(Stored items from a collection)
Segment Open

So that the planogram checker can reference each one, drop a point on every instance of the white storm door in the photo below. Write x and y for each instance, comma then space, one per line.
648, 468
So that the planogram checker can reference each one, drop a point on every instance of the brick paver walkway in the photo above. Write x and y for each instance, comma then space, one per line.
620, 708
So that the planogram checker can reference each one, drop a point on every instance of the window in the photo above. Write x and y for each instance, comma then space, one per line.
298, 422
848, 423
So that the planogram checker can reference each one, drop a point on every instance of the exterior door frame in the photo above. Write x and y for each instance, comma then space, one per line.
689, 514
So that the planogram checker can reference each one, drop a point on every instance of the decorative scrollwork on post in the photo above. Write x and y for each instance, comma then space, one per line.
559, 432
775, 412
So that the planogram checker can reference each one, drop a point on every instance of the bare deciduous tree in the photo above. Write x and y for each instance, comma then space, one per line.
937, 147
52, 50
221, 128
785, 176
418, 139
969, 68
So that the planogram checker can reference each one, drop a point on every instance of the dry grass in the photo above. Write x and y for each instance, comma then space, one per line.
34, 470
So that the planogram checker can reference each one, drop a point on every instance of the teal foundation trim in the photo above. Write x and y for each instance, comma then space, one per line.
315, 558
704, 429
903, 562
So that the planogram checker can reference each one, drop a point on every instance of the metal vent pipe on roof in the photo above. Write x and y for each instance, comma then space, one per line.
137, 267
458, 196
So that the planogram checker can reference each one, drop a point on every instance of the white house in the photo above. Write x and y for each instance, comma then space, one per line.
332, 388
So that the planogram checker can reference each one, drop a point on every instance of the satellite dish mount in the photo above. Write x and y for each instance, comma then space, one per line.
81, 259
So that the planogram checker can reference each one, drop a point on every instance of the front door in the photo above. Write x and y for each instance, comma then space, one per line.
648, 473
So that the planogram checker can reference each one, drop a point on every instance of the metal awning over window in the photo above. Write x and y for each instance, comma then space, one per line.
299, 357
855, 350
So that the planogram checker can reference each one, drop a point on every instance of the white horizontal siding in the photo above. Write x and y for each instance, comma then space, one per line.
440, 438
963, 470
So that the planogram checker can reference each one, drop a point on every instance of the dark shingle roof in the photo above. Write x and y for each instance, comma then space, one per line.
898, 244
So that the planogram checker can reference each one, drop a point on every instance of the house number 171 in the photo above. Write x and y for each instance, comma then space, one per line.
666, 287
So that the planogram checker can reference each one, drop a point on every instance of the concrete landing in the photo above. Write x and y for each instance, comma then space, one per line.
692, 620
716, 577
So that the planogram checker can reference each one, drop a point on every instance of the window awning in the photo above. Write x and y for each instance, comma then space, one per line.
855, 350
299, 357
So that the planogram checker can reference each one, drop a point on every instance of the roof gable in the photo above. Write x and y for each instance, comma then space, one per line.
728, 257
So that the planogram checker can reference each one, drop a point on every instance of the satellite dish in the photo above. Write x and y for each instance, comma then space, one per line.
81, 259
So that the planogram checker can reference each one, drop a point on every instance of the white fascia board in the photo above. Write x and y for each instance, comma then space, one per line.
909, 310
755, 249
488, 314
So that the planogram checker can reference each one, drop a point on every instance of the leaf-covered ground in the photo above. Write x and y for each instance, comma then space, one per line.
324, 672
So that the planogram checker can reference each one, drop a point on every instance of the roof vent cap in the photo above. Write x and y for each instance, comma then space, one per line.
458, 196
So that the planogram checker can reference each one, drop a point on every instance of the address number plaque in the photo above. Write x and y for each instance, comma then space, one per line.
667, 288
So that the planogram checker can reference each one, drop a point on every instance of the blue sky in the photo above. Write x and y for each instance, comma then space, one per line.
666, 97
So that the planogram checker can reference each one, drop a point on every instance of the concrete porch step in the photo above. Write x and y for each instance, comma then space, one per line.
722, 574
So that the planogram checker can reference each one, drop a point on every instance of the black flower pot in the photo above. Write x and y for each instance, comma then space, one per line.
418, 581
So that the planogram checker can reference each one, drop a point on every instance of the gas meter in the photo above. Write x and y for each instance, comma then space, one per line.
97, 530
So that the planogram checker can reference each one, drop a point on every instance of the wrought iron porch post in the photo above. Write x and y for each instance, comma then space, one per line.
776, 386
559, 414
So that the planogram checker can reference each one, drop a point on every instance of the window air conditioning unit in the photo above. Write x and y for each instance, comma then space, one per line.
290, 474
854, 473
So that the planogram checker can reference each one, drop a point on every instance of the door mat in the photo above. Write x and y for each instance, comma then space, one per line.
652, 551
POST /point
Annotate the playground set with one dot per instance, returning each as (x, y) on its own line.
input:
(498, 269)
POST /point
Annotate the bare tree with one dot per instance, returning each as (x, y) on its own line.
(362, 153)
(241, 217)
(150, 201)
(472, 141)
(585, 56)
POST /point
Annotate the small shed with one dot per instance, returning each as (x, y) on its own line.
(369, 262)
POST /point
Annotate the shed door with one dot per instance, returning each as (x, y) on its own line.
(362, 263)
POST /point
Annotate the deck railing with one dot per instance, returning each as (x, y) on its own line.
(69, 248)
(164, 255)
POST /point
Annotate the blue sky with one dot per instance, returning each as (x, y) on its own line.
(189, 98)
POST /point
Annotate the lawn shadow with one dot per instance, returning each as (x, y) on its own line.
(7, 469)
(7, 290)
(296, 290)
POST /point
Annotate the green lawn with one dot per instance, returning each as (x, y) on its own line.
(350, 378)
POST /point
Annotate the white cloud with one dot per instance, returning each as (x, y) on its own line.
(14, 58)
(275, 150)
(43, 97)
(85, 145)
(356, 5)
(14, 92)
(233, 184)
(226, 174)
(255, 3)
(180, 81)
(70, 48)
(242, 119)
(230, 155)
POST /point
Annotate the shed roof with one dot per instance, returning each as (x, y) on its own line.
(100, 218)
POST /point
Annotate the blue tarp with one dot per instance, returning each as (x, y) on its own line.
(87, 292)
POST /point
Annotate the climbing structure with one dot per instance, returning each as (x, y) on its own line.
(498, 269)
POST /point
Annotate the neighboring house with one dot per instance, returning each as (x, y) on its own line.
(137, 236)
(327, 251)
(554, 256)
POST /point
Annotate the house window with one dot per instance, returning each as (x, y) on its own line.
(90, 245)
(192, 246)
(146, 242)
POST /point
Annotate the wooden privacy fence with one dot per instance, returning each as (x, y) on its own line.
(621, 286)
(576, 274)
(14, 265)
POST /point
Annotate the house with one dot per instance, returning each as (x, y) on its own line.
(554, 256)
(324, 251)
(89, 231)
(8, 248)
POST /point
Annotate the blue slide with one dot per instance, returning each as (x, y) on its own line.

Segment Closed

* DESCRIPTION OF THE TASK: The task calls for all the records above to be repeated exactly.

* SOLUTION FOR THIS EXERCISE:
So that the planogram checker can reference each one, drop a point on every instance of the white storm door in the photo below. Write x and y for each instance, comma then space, one per line.
648, 468
So that the planogram checker can reference each one, drop a point on every instance of the brick paver walkway in the photo above. Write x and y for each instance, comma then space, one per line.
620, 708
So that the planogram checker can reference each one, drop a point on every instance of the window in the photo above. Write x and y for each instance, comma then space, one per line.
298, 422
848, 423
So that the planogram checker can reference each one, drop a point on every instance of the exterior door frame in the photo above. Write x and y for each instance, comma then space, one per line.
689, 514
So that the planogram checker can reference each one, drop a point on every instance of the decorative scrollwork on post in the photo above. Write x and y for each instance, comma then space, one per line.
559, 432
775, 412
So that the planogram checker can reference each one, drop a point on every instance of the bare deciduous tree in the photo above. Write x and y for each instance, comma then space, one per line.
937, 147
52, 50
221, 128
785, 176
418, 139
969, 68
So that the planogram checker can reference each one, drop a point on every instance of the dry grass in the photo above. Write x and y for each instance, comma then space, one per line.
34, 470
So that the planogram checker can reference each one, drop a point on every instance of the teal foundation trim in the photo above. Write x and y for each instance, comma then space, one per line.
315, 558
704, 429
903, 562
So that the planogram checker can reference each one, drop a point on every instance of the metal vent pipe on roof in the photo above. Write x and y for each instance, comma then space, one per line.
137, 267
458, 196
So that the planogram checker can reference each one, drop a point on every instance of the white house in the photo above. Write x and y for each instance, comma then space, one per line.
332, 388
So that the planogram checker can reference each one, drop a point on every instance of the satellite dish mount in the photo above. Write x and y for each instance, comma then space, one per line.
81, 259
So that the planogram checker can reference each one, drop a point on every instance of the front door in the photo above. Write x and y for each instance, comma then space, one per line.
648, 473
So that the planogram checker can reference each one, drop a point on every instance of the metal awning over window in the photo above. Write x and y for each instance, comma then space, one per line.
299, 357
855, 350
So that the planogram checker can reference each one, drop a point on every instance of the white horizontal siding in the photo above. Write x and y for each instance, comma then space, one per line.
440, 438
963, 470
So that the planogram checker can reference each one, drop a point on every instance of the dark shingle roof in the photo above. Write x and y for each instance, comma then space, one per line.
898, 244
So that the planogram checker can reference each one, drop a point on every instance of the house number 171 in the photo above. Write x and y for each instance, comma then space, one per line.
666, 287
So that the planogram checker can reference each one, drop a point on every instance of the concrete landing in the photo above. Write x and y for each instance, comma then space, one per line.
692, 620
716, 577
So that the planogram checker can reference each one, drop a point on every instance of the window awning in the photo above. Write x and y for each instance, comma then space, one per line.
855, 350
299, 357
So that the planogram checker can reference each one, drop a point on every instance of the roof gable in the photo above. Write x and y for each instance, comma then space, one per line.
728, 257
So that the planogram checker can reference each one, drop a point on every instance of the satellite dish in the photo above. Write x and y for each instance, comma then space, one per line.
81, 259
So that the planogram checker can reference each one, drop a point on every instance of the white fascia board in the photo above. Write x and y for each instance, comma then space, one per line.
909, 310
755, 249
488, 314
So that the planogram checker can reference each one, drop a point on every instance of the leaf-covered ground in the photo above. Write x and y for each instance, comma then space, one per line.
324, 672
So that the planogram checker can reference each one, drop a point on every instance of the roof vent cap in the photo above. Write x and y for each instance, comma then space, one per line.
458, 196
So that the planogram checker can reference each one, drop a point on every instance of the address number plaque in the photo above. Write x and y for each instance, comma then space, one per line.
667, 288
So that the planogram checker can reference each one, drop a point on every instance of the blue sky in the photo above. Write x and y for each instance, comma then space, one per line.
666, 97
So that the planogram checker can reference each one, drop a point on every instance of the concrete porch step in the photo above. Write x and y for each instance, comma then space, one per line.
722, 574
So that the planogram checker can reference each one, drop a point on every instance of the black flower pot in the photo above. Write x and y for each instance, comma then space, one per line.
418, 581
So that the planogram checker can reference each one, drop a point on every instance of the gas meter in the photo above. Write x and y for each instance, comma then space, one per line.
97, 530
So that the planogram checker can reference each one, drop a point on every instance of the wrought iron porch post in the photo above. Write x and y for each instance, comma then space, one per line.
776, 386
559, 414
So that the planogram checker can reference each one, drop a point on every instance of the window air conditioning unit in the photo above. Write x and y for each instance, comma then space, one per line.
290, 474
854, 473
So that the planogram checker can reference each one, drop a point on every instance of the door mat in the photo above. Write x and y for each instance, comma then space, one per line.
652, 551
POST /point
Annotate the playground set with one dot per instance, returning each as (x, y) on its own line.
input:
(498, 269)
POST /point
Annotate the bare tree with one dot per instance, returning each as (x, y) on its own line.
(362, 153)
(241, 217)
(150, 201)
(472, 141)
(585, 56)
POST /point
Annotate the small shed with one dot per instance, returning each as (x, y) on its own line.
(369, 262)
POST /point
Annotate the shed door with one dot per instance, returning each as (x, y) on its own line.
(362, 263)
POST /point
Annotate the deck railing with one dot per instance, returning each as (x, y) on its own line.
(69, 248)
(164, 255)
POST /point
Annotate the blue sky with one dot per instance, returning each as (x, y) on its own line.
(189, 98)
POST /point
Annotate the lawn shadow with one dot per instance, returning each as (x, y) on its own line.
(7, 469)
(7, 290)
(296, 290)
POST /point
Annotate the green lawn with one dot per instance, returning each as (x, y) on its own line.
(350, 378)
POST /point
Annotate the white cloud with one dot per instance, returning each as (x, y) on its own line.
(14, 58)
(275, 150)
(43, 97)
(85, 145)
(356, 5)
(14, 92)
(233, 184)
(226, 174)
(255, 3)
(180, 81)
(70, 48)
(242, 119)
(230, 155)
POST /point
Annotate the shed roof with one dot per instance, returning each as (x, y) on its own line.
(100, 218)
POST /point
Annotate the blue tarp with one dot per instance, returning each as (x, y) on its own line.
(87, 292)
POST /point
Annotate the climbing structure with one dot per instance, returning each as (x, y) on its own line.
(498, 269)
POST /point
Annotate the neighboring house with one dot per instance, returning each as (x, y) on its own line.
(137, 236)
(327, 251)
(554, 256)
POST /point
Annotate the house window with one dot per instance, returning each as (x, y) on its own line.
(90, 245)
(192, 246)
(146, 242)
POST /point
Annotate the wooden privacy fence with one dot per instance, returning each as (x, y) on its own line.
(621, 286)
(576, 274)
(14, 265)
POST /point
Annotate the house with one dot per instance, returning each as (x, y) on its own line.
(554, 256)
(324, 251)
(89, 231)
(8, 248)
POST /point
Annotate the blue slide with one dot per instance, returning each as (x, y) on its own line.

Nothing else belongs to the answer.